━━━━━ Given information
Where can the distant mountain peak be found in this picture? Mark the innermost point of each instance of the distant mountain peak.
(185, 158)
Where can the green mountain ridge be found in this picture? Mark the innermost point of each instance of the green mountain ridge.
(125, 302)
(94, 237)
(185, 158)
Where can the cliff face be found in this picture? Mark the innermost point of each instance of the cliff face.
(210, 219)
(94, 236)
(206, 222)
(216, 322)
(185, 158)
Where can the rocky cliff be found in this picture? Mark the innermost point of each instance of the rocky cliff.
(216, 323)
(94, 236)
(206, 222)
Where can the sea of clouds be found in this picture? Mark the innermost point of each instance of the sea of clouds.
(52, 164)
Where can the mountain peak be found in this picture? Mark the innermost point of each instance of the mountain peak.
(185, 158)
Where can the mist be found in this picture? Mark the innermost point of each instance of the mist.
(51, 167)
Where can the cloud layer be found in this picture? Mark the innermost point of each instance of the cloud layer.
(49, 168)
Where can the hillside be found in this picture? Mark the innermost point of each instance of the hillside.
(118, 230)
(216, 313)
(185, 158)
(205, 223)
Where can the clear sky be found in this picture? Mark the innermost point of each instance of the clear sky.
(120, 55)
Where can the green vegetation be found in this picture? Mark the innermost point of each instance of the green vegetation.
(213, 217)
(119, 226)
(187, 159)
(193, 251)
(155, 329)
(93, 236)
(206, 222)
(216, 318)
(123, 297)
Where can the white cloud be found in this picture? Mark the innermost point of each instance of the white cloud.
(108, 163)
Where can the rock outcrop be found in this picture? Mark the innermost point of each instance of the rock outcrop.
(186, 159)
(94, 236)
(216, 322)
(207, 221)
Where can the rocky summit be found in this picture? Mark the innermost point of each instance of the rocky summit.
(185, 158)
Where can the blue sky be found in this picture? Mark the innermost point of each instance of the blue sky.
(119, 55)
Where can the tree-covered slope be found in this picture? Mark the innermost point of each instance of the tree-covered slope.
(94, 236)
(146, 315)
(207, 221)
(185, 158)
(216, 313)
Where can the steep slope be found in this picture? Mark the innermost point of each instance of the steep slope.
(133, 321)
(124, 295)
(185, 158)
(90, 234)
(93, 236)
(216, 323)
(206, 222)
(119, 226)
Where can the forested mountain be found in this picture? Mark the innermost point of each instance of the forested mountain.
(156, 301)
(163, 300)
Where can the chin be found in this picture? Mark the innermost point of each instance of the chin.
━━━━━━━━━━
━━━━━ Given information
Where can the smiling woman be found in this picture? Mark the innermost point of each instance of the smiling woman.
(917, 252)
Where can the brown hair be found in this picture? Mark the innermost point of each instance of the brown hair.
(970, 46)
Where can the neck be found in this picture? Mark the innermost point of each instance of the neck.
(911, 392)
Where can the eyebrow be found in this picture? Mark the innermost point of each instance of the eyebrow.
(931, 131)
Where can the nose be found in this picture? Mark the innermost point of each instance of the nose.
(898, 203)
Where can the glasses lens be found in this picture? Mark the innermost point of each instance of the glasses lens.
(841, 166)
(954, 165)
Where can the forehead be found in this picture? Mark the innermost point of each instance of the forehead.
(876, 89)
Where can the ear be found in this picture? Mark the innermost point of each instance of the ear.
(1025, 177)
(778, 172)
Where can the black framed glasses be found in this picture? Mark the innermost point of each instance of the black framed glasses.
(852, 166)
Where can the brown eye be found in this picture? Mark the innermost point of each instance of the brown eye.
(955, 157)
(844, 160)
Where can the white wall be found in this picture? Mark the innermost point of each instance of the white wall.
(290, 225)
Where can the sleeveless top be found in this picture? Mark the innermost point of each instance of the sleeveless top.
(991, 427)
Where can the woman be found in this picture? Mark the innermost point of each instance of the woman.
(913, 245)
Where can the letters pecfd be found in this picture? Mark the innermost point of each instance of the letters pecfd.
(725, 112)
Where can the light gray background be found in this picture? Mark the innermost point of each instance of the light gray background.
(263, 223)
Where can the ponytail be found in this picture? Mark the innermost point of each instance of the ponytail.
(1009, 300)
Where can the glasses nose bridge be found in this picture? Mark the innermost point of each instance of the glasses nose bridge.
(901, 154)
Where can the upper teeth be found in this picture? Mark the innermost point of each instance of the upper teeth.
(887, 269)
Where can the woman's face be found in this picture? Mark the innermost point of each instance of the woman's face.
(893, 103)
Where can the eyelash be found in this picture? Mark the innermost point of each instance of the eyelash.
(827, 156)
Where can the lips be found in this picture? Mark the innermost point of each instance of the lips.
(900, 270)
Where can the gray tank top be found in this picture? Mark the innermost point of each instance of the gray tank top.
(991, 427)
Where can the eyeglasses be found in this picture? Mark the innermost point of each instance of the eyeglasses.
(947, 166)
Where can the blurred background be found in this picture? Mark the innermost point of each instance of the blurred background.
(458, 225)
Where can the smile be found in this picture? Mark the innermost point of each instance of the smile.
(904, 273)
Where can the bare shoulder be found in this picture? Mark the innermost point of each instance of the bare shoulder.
━━━━━━━━━━
━━━━━ Given information
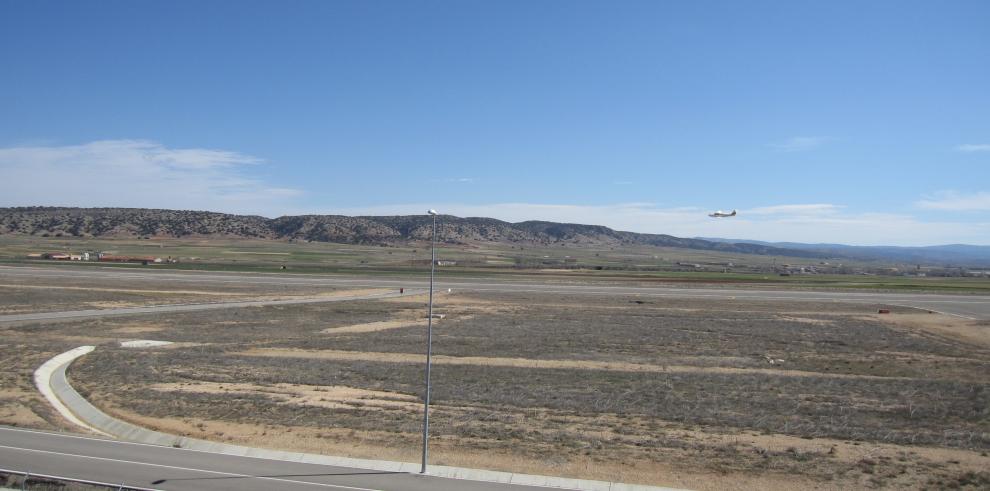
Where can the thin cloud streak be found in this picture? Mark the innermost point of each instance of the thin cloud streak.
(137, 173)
━━━━━━━━━━
Once the line with "Where can the gray" is found in the records above, print exactly that line and every line after it through the line with "Where can the bare".

Where can the gray tank top be found in this picture? Mark the innermost point of each instance of the gray tank top.
(991, 427)
Where can the eyeglasses be found in this picture? Mark the innermost point of each instance of the eyeglasses.
(947, 166)
Where can the blurred background be found in this picture? Mark the innermost point of each instance of the blurred background.
(458, 225)
Where can the smile be found in this picture? Mark the innermost point of each instance of the smile.
(904, 273)
Where can the bare shoulder be found in this picture? Mark the innermost point of each instance of the bare shoulder.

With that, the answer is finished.